Text under study ::

Behavioral And Psychological Symptoms Can Be Prevented by Early Detection of Alzheimer’s Disease
Alzheimer’s disease (AD) can progress into a debilitating state later on in the patient’s life. The sufferer is often no longer able to perform essential everyday activities. However, the University of Eastern Finland has conducted a recent study in this field which found that it is possible to save these people from a lot of unnecessary suffering simply by making an early diagnosis of the disease. This is usually the responsibility of the doctors, who should be able to recognize the early symptoms of this disease, as it gets worse gradually through stages.
This study involved people who were diagnosed with Alzheimer’s disease. They were followed for three years. The participants in the study were only in the beginning to mild phases of the disease when the study began. Their treatment was being carried out through standard healthcare with doctors who had their own systems in place for dealing with patients at the early, very mild, and advanced phases of the disease.

Information supplied ::
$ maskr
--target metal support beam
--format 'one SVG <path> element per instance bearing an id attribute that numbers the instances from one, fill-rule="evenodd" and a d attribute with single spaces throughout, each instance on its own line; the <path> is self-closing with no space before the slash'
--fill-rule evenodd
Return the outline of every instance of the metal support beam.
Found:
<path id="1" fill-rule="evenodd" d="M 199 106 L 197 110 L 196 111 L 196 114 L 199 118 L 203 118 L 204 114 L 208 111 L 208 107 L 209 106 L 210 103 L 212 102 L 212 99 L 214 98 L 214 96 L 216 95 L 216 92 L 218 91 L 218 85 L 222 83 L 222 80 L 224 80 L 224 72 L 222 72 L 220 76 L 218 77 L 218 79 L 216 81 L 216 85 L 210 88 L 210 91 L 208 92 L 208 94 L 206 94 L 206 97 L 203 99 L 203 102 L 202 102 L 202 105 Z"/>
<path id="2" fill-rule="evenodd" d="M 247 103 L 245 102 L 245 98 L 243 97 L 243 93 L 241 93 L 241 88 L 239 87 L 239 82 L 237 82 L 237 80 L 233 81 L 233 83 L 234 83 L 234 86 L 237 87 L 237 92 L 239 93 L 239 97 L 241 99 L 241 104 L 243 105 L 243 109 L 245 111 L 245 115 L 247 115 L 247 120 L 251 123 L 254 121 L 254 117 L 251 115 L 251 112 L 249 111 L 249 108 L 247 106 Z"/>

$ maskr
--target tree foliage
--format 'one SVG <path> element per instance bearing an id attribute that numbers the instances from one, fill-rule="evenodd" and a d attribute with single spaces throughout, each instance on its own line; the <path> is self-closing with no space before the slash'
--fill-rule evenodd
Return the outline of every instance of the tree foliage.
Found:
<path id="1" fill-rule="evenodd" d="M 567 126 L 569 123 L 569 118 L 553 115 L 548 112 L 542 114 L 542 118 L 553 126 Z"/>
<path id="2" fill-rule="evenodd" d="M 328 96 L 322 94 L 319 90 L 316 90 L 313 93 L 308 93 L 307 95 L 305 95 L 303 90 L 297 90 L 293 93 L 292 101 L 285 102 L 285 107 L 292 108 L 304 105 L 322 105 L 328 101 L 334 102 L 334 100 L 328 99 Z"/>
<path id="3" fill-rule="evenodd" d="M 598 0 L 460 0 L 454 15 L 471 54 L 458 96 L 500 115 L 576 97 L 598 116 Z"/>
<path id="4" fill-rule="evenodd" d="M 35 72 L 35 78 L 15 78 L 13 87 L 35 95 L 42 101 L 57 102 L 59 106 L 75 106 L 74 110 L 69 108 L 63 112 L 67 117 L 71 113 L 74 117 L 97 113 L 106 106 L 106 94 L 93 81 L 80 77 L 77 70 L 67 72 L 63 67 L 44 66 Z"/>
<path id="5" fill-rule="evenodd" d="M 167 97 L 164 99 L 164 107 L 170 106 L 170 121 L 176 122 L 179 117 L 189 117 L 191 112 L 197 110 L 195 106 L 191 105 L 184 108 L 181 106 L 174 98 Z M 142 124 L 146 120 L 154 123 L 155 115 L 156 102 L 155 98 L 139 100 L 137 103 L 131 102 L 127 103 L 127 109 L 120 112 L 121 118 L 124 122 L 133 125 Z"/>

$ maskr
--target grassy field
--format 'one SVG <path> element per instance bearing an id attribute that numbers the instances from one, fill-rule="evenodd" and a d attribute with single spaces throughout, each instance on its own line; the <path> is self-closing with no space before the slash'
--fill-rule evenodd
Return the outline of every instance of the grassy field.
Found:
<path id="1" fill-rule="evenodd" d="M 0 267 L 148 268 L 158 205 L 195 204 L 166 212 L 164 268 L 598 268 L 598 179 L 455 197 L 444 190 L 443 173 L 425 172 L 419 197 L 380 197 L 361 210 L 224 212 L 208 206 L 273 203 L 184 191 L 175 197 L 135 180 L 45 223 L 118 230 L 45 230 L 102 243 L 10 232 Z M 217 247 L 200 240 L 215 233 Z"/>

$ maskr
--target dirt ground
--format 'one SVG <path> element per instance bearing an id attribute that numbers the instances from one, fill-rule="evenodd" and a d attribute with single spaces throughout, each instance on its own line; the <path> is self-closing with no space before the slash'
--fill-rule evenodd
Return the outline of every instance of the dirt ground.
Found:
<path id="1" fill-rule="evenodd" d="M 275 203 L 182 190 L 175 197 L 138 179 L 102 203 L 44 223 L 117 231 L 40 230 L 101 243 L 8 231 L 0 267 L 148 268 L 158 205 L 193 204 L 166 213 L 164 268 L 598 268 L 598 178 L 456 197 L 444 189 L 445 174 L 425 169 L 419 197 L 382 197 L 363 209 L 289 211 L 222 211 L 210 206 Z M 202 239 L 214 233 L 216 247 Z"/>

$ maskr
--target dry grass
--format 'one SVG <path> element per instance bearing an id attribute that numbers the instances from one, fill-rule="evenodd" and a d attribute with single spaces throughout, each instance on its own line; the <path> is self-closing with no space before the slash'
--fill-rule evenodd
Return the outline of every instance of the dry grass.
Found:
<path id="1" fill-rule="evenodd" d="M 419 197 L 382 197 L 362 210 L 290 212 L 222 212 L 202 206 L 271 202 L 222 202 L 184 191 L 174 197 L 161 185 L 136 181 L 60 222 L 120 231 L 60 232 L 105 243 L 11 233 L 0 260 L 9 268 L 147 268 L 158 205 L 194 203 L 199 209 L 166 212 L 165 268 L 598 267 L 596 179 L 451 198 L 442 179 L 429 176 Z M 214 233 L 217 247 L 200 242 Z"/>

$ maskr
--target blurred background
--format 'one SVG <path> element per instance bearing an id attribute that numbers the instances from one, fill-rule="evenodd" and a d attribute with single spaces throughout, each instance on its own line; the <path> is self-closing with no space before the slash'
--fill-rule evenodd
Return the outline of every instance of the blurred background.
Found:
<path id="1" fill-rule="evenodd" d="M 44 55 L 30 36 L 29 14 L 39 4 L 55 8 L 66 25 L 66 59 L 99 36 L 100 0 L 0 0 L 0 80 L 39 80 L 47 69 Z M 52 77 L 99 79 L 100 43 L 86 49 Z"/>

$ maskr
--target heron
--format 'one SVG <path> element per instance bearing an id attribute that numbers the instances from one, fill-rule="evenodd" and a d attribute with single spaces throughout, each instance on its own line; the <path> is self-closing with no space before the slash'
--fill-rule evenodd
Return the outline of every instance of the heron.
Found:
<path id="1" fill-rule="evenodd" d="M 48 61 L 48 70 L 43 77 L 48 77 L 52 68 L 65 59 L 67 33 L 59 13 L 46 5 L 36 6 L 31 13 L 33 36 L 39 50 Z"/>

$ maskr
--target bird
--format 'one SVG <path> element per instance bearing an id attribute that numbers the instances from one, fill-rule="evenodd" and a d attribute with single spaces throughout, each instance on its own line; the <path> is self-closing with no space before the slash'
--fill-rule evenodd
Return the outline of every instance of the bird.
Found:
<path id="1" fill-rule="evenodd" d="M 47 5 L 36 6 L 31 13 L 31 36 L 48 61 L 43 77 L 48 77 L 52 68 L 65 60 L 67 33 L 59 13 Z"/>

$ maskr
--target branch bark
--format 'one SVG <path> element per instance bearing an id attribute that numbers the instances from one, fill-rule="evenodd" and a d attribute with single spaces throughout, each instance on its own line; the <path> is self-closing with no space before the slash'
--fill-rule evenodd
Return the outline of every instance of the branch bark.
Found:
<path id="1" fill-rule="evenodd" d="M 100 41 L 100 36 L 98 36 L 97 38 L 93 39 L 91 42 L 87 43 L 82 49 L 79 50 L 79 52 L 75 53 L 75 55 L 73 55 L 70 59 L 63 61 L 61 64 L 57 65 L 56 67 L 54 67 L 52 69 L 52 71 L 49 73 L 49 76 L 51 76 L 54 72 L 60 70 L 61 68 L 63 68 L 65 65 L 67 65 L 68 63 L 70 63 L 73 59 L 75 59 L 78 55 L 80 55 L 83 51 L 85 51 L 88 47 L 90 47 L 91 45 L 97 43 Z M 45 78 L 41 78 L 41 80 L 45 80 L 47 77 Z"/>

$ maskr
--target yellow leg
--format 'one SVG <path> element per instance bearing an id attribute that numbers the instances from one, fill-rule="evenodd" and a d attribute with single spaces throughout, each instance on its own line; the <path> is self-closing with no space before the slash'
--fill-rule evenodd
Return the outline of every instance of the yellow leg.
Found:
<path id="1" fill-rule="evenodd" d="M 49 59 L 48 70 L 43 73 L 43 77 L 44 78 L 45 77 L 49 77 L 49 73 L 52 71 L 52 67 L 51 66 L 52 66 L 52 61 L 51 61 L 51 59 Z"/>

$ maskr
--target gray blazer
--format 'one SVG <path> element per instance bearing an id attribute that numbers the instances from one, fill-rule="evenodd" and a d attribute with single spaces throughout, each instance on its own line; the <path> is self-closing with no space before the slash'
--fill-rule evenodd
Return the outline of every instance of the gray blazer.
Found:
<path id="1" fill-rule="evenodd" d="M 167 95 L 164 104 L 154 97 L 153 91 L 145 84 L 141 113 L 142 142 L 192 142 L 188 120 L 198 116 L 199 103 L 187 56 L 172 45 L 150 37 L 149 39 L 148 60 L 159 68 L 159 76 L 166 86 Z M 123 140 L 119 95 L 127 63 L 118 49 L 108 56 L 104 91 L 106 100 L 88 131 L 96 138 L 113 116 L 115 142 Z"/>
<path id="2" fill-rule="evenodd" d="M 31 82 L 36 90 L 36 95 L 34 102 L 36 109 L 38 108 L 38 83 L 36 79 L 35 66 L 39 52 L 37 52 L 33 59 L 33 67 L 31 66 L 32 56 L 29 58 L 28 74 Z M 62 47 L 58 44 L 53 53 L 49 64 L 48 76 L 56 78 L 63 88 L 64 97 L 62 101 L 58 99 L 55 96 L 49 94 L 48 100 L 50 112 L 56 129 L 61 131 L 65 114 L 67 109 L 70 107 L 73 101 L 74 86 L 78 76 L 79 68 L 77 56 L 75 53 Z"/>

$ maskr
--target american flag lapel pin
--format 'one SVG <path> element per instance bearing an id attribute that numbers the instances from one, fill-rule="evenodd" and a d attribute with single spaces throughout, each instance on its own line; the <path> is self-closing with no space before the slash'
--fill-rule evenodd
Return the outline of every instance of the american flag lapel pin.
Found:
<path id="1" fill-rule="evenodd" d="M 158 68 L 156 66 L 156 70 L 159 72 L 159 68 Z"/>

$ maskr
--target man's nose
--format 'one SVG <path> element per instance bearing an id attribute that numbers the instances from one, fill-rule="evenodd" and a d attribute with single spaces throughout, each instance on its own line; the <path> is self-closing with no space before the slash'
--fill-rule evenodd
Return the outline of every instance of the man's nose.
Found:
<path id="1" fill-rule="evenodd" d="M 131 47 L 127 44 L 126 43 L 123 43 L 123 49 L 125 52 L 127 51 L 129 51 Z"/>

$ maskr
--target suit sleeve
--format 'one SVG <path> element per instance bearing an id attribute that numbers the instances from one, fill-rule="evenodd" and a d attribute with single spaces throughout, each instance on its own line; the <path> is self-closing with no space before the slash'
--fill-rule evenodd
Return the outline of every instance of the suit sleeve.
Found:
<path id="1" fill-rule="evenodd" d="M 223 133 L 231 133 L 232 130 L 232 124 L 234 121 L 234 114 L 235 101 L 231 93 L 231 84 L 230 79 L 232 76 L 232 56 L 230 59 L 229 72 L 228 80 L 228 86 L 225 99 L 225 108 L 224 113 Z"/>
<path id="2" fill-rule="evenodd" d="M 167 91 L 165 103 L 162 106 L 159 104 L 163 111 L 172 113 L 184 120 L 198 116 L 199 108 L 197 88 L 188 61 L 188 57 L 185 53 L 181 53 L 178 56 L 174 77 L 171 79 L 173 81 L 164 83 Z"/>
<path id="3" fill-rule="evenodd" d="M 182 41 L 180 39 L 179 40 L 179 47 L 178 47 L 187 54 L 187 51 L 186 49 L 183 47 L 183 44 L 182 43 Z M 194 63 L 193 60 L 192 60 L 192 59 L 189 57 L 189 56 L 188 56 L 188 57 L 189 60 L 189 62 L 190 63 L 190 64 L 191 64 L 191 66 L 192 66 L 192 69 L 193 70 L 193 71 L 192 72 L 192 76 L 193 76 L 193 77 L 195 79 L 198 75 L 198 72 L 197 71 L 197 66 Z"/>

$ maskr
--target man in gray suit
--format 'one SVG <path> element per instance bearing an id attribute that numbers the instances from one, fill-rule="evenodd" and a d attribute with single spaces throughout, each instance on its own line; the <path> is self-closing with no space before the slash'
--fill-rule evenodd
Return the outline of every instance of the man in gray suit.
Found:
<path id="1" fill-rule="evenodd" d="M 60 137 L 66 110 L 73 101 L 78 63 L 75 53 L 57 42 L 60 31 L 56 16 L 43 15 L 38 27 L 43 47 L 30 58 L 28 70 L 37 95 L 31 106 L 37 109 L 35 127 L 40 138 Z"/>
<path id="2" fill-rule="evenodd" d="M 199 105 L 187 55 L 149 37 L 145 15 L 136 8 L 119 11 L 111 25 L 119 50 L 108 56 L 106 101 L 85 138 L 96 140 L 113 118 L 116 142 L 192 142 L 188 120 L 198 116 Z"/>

Exercise requirements :: Can you continue the article on early detection of Alzheimer's disease, picking up right after its final sentence?

Written answer ::
Research Study Discoveries
Researchers discovered that people who were at a very mild phase of the Alzheimer’s disease were better adapted to managing the activities of everyday individual living than those who were diagnosed when the disease had already developed into a more advanced phase. The stage of the disease also directly correlated to the amount of psychological and behavioral follow-up that was needed for management of the patient’s symptoms from the disease. The follow-up data showed that the symptoms were greatly reduced in those patients who had been diagnosed earlier on in the Alzheimer’s disease progression.
The researchers involved in this project were two psychologists, Tuomo Hänninen and IIlona Hallikainen, who are adjunct professors. The direct results of their study also indicated the importance of early diagnosis and detection of Alzheimer’s. The study informs us that these patients will be able to live in their own homes, by themselves, and for a longer period of time if they are able to perform their daily activities without relying on others. Their psychological and behavioral symptoms will also be greatly reduced in nature and in severity.
In addition, the study greatly enhances the already available knowledge on the use of diagnostic tests that are employed during a follow-up; this is helpful in determining who is at risk of developing Alzheimer’s disease. The journal International Psychogeriatrics has accepted the results of this study and will publish them. The results were presented at the Alzheimer’s Association International Conference (AAIC) by Ms. Hallikainen in Boston.